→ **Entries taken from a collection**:
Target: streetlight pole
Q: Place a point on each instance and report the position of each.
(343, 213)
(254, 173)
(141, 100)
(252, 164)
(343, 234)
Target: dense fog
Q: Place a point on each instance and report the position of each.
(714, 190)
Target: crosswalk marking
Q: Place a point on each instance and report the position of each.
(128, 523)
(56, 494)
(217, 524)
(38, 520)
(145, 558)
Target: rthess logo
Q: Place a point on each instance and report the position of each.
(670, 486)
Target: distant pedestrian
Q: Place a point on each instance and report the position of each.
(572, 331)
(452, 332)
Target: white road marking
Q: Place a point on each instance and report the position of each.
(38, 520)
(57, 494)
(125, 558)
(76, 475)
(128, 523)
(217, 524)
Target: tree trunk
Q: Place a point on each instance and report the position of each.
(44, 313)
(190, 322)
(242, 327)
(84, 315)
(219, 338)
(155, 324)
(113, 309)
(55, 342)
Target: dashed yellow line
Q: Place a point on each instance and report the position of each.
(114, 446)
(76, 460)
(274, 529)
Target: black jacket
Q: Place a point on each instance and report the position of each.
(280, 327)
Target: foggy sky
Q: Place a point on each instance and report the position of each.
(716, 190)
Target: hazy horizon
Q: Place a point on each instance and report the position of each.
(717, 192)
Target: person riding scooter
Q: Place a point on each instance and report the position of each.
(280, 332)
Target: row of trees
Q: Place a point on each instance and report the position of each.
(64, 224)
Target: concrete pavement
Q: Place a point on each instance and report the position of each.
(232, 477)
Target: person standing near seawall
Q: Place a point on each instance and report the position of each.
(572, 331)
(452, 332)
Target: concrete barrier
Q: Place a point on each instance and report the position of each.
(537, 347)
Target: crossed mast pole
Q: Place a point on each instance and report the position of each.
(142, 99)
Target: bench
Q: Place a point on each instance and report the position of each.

→ **Goal**:
Rescale the rows starting with the line containing "Target: concrete barrier" and continuing through the end of the rows. Reproduce every line, requests included, but multiply each point coordinate by 0.7 and round it to a whole number, with halves rounding up.

→ **Exercise solution**:
Target: concrete barrier
Q: Place a point on each instance and report the position of each.
(376, 243)
Target: crossed mast pole
Q: Place a point on each instance and report the position of each.
(99, 69)
Target: bench
Q: Place a point on each instance and report the position of each.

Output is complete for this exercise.